* Task description *
In the entries below, find the line with "Above is an image. Identify where the dark green" and print exactly every line from there up to and including the line with "Above is an image. Identify where the pointed purple", with no other lines.

* Records for this task *

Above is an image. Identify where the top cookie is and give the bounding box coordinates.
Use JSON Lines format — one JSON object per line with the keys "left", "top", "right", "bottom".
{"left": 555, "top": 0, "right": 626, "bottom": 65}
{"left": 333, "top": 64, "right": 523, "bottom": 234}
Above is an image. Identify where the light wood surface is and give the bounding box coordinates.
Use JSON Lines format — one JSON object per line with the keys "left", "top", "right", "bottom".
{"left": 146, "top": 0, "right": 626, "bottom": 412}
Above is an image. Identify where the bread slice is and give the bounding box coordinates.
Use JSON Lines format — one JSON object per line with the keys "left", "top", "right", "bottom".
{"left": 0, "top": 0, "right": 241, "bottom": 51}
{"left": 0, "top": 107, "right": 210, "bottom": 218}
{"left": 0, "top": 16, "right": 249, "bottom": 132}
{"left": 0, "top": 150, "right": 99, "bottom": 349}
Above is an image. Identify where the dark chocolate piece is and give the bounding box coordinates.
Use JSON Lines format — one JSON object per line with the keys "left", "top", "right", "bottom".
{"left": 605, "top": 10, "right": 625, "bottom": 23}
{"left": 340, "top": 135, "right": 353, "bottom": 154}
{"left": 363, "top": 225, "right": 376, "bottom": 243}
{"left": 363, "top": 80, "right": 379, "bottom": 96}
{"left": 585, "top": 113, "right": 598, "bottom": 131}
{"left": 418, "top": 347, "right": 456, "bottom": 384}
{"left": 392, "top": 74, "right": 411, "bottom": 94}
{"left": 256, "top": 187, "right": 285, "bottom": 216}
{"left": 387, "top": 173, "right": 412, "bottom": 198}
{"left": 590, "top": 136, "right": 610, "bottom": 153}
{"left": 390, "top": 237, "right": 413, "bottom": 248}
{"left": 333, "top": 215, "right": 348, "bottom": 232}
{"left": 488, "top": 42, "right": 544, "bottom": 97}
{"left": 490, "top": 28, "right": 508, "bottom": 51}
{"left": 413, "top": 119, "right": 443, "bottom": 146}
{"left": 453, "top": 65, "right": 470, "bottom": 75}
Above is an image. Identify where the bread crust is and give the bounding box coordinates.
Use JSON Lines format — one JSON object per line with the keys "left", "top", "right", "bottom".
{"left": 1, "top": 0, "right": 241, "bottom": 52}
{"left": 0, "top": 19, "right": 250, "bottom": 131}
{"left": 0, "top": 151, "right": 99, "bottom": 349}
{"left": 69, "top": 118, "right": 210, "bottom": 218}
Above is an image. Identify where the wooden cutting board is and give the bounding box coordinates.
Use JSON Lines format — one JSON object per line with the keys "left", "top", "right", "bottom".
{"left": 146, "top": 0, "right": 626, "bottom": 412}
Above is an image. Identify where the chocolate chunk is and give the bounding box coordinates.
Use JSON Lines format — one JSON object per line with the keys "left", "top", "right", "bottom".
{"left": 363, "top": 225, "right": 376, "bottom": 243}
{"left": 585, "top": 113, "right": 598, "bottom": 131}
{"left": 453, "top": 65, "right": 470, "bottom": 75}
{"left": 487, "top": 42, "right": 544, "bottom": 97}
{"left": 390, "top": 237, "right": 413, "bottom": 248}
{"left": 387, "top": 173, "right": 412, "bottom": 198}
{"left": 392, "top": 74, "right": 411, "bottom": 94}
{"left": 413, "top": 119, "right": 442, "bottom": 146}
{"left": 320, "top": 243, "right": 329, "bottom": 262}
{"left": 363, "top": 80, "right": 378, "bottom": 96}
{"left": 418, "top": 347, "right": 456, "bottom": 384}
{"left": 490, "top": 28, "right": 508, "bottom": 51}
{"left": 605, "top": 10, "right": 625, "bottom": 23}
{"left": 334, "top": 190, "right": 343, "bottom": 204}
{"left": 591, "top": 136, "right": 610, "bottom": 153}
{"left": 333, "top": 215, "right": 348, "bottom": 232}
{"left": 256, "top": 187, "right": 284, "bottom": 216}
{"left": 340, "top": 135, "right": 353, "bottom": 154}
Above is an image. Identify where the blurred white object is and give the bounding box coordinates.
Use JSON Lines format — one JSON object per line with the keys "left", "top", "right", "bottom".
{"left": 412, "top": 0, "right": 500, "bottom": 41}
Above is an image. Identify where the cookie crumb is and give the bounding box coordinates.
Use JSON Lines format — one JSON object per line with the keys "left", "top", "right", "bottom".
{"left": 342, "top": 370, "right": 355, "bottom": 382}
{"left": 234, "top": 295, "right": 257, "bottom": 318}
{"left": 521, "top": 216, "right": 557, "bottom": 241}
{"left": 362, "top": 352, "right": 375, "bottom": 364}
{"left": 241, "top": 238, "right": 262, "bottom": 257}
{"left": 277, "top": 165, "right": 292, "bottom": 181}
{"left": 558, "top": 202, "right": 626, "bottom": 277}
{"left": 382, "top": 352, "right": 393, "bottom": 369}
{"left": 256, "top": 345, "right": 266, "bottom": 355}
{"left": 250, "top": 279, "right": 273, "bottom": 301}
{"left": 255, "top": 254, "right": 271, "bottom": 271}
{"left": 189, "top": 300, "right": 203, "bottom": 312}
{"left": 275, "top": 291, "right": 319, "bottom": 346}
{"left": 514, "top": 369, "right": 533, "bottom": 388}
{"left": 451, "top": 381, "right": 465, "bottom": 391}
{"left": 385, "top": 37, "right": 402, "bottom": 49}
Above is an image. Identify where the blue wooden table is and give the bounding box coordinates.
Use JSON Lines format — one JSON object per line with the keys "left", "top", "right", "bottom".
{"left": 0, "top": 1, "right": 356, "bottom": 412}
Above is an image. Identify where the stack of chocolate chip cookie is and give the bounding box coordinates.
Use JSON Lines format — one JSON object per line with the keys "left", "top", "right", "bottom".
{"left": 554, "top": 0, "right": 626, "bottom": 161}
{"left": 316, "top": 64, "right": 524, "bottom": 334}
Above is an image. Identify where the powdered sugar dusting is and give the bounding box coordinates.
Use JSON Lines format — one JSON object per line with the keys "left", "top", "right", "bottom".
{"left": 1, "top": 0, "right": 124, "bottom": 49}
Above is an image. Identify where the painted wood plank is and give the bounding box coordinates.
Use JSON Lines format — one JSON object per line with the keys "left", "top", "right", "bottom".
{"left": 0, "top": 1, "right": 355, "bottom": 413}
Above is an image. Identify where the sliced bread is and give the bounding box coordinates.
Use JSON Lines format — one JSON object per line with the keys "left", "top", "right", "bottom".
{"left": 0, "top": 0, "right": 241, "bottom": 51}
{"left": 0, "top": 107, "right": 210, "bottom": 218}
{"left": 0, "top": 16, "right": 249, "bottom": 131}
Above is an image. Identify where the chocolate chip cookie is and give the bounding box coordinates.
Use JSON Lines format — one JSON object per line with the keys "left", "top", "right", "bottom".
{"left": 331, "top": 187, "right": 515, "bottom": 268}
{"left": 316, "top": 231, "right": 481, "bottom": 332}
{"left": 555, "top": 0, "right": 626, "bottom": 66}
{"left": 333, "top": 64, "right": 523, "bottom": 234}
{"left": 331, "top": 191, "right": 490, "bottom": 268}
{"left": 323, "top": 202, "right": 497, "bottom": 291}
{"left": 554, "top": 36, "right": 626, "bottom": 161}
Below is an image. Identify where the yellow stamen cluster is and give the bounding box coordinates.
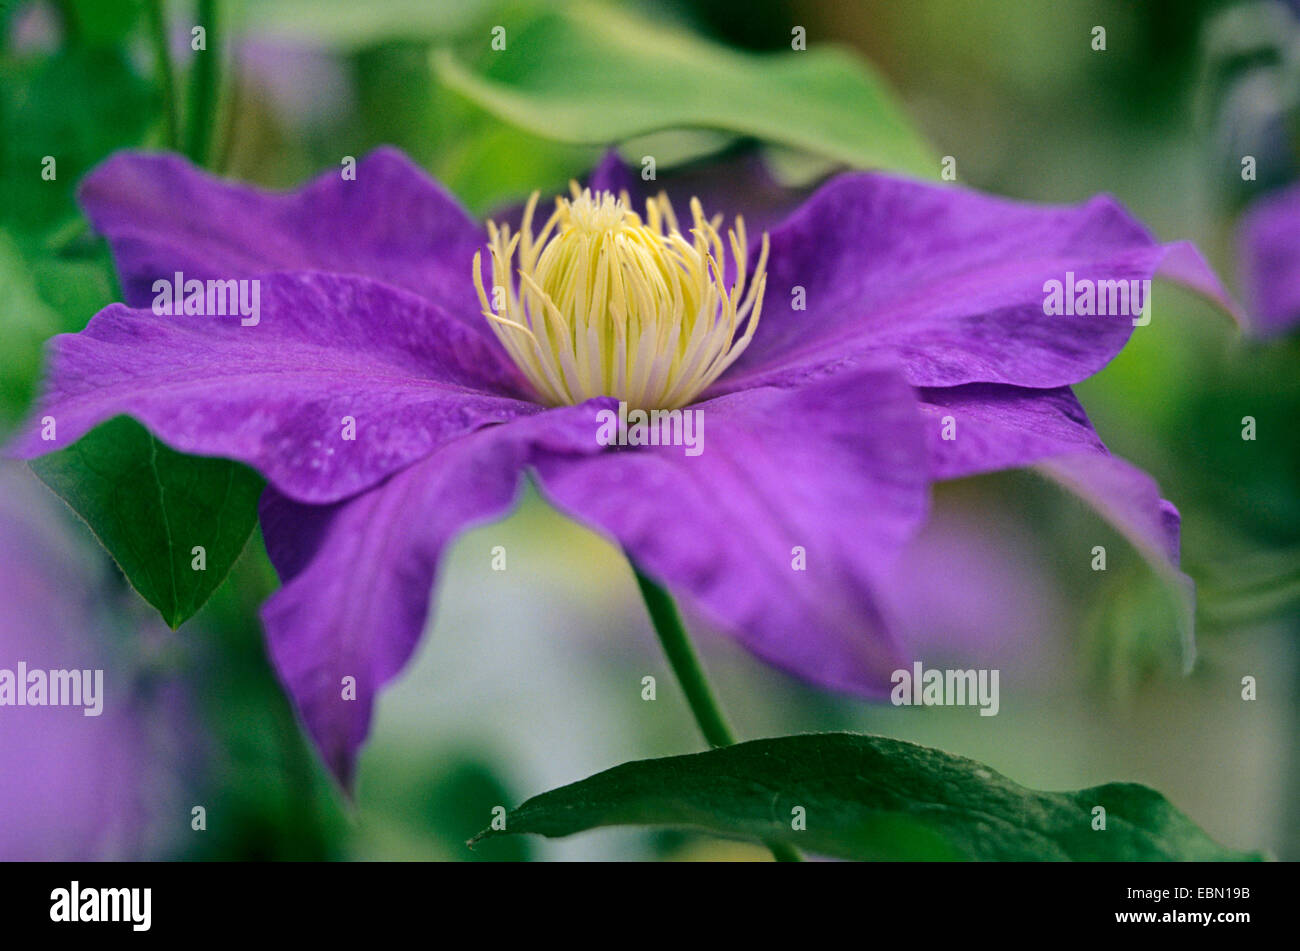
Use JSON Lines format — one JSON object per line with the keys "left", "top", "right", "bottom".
{"left": 474, "top": 184, "right": 768, "bottom": 410}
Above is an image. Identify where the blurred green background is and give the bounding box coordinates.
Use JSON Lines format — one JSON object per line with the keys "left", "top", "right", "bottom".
{"left": 0, "top": 0, "right": 1296, "bottom": 860}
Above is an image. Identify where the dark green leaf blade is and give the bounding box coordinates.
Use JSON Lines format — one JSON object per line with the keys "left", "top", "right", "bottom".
{"left": 29, "top": 416, "right": 263, "bottom": 628}
{"left": 472, "top": 733, "right": 1265, "bottom": 861}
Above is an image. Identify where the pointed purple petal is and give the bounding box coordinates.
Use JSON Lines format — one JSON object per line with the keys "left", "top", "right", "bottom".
{"left": 258, "top": 405, "right": 604, "bottom": 787}
{"left": 1036, "top": 452, "right": 1184, "bottom": 569}
{"left": 917, "top": 383, "right": 1181, "bottom": 565}
{"left": 79, "top": 147, "right": 490, "bottom": 333}
{"left": 1038, "top": 452, "right": 1195, "bottom": 668}
{"left": 720, "top": 173, "right": 1238, "bottom": 393}
{"left": 915, "top": 383, "right": 1193, "bottom": 664}
{"left": 9, "top": 272, "right": 533, "bottom": 503}
{"left": 531, "top": 365, "right": 929, "bottom": 695}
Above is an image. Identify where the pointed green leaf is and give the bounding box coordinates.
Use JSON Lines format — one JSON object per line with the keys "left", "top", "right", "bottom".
{"left": 433, "top": 3, "right": 936, "bottom": 177}
{"left": 29, "top": 417, "right": 263, "bottom": 629}
{"left": 473, "top": 733, "right": 1265, "bottom": 861}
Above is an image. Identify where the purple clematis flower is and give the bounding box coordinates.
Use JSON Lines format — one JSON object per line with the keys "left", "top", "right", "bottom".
{"left": 10, "top": 147, "right": 1236, "bottom": 785}
{"left": 1240, "top": 181, "right": 1300, "bottom": 336}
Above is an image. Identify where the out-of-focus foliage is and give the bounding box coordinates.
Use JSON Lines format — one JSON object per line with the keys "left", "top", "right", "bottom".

* Solution for this task *
Above is an image. Identify where the dark green leaf blade is and give the bounding box coordinates.
Use JSON Lines format — one JSON object per line with the keys "left", "top", "right", "bottom".
{"left": 29, "top": 416, "right": 263, "bottom": 628}
{"left": 472, "top": 733, "right": 1265, "bottom": 861}
Above is an image. Identify where the pointed purple petal is and give the bounding box coordinates.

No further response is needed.